Given request A:
Answer these questions about the Popen thread-safety excerpt:
(i) What kind of lock does the excerpt suggest adding as an attribute to the Popen instance?
(ii) What will fail to happen if _cleanup() is removed?
(iii) Which method does the excerpt propose adding so that non-finished popen objects are deferred from GC'ing?

Source extract:
- - - - - - -
The way to fix this depends on how thread-safe you want to make it. If you
want to share popen objects between threads to wait()/poll() with impunity
from any thread, you should add a recursive lock attribute to the Popen
instance and have it lock/release it at the start/end of every method
call.

If you only care about using popen objects in one thread at a time, then
all you need to fix is the nasty "every popen created calls poll() on every
other living popen object regardless of what thread started them,
and poll() is not threadsafe" behaviour.

Removing _cleanup() is one way, but it will then not reap child processes
that you del'ed all references to (except the one in subprocess._active)
before you checked they were done.

Probably another good idea is to not append and remove popen objects to
_active directly, instead and add a popen.__del__() method that defers
GC'ing of non-finished popen objects by adding them to _active. This
way, _active only contains un-reaped child processes that were due to be
GC'ed. _cleanup() will then be responsible for polling and removing these
popen objects from _active when they are done.
- - - - - - -
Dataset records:
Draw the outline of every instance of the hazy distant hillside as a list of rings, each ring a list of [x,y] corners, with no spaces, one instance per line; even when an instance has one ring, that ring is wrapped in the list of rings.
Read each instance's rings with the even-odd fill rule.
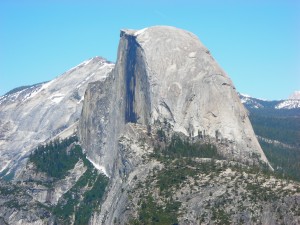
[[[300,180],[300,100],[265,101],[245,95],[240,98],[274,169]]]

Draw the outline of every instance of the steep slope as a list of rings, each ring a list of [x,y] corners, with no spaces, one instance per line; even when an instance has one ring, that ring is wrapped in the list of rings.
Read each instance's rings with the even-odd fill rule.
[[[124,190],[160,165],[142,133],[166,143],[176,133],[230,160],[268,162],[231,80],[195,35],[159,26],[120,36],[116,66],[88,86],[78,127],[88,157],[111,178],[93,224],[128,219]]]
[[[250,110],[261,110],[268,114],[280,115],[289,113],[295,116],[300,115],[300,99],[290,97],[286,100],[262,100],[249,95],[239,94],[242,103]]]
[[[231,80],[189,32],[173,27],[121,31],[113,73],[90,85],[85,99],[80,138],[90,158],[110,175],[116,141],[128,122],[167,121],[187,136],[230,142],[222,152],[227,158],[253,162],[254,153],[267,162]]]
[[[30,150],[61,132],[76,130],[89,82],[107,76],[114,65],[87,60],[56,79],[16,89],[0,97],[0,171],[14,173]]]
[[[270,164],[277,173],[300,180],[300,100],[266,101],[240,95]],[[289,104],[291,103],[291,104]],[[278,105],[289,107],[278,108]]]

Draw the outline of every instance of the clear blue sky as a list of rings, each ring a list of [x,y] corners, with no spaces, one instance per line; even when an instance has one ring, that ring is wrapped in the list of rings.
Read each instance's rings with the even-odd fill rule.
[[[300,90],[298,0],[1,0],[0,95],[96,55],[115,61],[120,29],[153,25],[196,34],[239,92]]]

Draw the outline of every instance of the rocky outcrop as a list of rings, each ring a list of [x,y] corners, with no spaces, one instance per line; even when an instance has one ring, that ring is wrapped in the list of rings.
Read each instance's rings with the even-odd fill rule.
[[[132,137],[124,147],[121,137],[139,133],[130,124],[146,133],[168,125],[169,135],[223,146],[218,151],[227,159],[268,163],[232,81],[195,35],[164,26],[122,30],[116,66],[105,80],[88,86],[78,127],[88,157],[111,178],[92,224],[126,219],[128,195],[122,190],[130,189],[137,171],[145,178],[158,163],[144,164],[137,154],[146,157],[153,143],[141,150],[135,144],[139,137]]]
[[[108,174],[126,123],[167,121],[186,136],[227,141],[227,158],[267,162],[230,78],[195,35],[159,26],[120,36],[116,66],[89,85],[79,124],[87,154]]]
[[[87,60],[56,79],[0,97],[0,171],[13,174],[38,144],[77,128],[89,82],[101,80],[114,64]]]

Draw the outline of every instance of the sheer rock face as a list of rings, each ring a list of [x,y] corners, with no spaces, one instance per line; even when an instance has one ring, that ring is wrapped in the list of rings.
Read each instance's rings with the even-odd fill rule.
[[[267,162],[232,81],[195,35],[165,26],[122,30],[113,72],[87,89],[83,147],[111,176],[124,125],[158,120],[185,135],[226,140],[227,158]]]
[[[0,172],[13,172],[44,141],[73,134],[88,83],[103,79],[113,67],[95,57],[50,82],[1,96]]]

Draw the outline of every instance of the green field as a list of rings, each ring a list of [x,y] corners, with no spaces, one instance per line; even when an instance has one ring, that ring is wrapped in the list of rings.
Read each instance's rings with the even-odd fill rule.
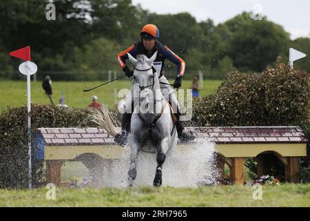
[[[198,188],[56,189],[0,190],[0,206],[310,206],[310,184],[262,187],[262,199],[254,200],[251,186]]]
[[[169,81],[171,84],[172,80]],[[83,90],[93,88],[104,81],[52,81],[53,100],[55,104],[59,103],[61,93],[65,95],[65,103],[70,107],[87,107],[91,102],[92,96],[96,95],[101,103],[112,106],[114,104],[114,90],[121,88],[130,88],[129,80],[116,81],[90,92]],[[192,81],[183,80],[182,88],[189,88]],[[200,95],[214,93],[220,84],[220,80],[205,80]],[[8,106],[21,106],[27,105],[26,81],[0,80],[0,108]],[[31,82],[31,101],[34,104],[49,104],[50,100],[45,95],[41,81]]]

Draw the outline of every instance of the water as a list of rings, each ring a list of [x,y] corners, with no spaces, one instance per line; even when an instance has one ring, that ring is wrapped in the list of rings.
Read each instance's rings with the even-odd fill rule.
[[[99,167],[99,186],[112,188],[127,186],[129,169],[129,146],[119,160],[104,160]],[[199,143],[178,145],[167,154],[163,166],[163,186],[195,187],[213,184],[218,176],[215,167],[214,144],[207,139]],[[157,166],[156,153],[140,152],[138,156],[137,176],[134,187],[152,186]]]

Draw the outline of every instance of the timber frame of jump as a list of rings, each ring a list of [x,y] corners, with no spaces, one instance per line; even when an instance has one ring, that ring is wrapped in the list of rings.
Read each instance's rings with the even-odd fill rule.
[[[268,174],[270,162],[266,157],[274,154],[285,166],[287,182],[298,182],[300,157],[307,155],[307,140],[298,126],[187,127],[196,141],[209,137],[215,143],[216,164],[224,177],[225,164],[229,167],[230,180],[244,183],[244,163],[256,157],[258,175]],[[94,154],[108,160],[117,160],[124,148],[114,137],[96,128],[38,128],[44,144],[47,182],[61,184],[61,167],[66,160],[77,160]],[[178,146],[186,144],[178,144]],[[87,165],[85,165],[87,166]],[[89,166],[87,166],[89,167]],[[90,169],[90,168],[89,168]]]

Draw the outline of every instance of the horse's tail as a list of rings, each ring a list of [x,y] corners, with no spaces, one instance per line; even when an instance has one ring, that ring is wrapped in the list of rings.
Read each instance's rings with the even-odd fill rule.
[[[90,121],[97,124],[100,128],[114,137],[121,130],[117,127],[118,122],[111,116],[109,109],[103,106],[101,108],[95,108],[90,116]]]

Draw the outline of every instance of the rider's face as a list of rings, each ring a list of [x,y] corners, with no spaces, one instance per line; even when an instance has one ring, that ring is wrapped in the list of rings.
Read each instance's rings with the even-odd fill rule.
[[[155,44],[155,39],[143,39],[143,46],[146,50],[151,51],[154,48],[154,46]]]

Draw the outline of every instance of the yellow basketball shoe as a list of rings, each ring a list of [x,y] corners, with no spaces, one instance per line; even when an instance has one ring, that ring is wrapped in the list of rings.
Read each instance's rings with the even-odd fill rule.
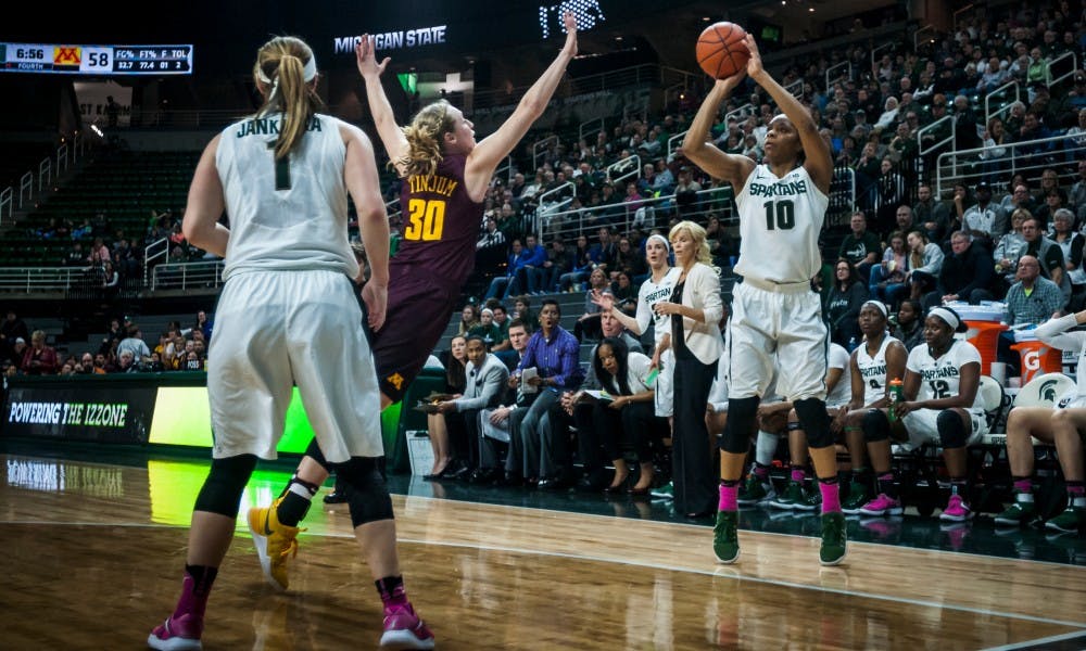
- - - - - - -
Given request B: Which lines of the entries above contain the word "face"? Copy each one.

Task result A:
(i) A recursive lock.
(ii) Child processes whose references you del'ed (except the one in subprocess._active) before you checked they were done will not be reaped.
(iii) A popen.__del__() method.

Task result B:
Draw the outline of every instance of the sheer rock face as a list of rings, each ring a list of [x,y] corners, with no spaces, one instance per line; even when an instance has one ring, that ring is wrapped in the list of rings.
Draw the outline of every instance of the rider's face as a list of rings, each ring a list of [x,y] corners, with no spaces, one instance per line; even when an instance has one ring, that ring is wrapped in the list of rings.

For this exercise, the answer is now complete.